**Problem statement:** Could you repeat the records below exactly, without the pictures?

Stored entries

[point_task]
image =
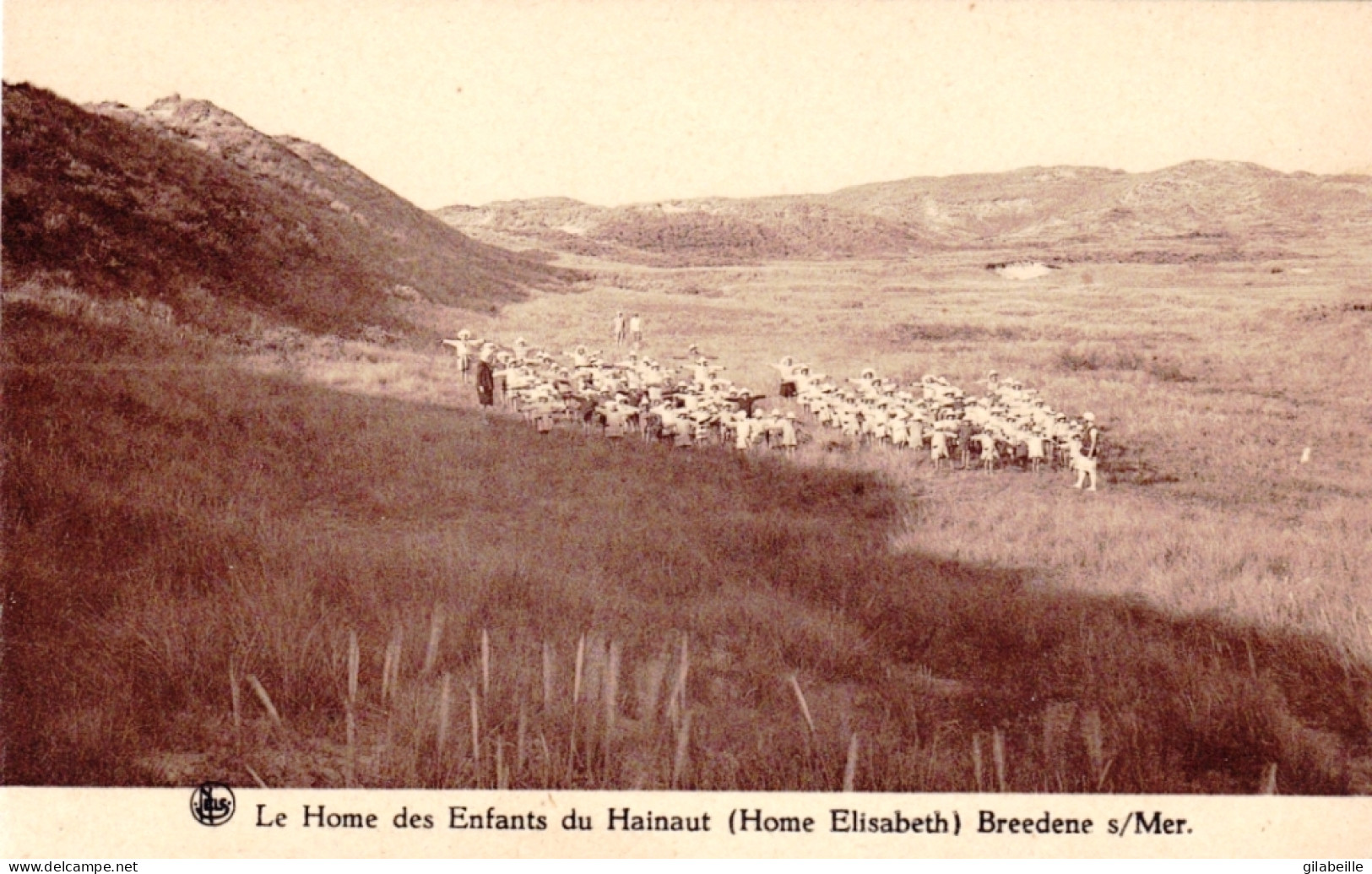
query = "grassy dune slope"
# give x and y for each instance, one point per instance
(129, 210)
(176, 526)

**Expected answer:**
[point_task]
image =
query = "grassy dune slope"
# give x and y for each instance, one point per instance
(129, 210)
(176, 526)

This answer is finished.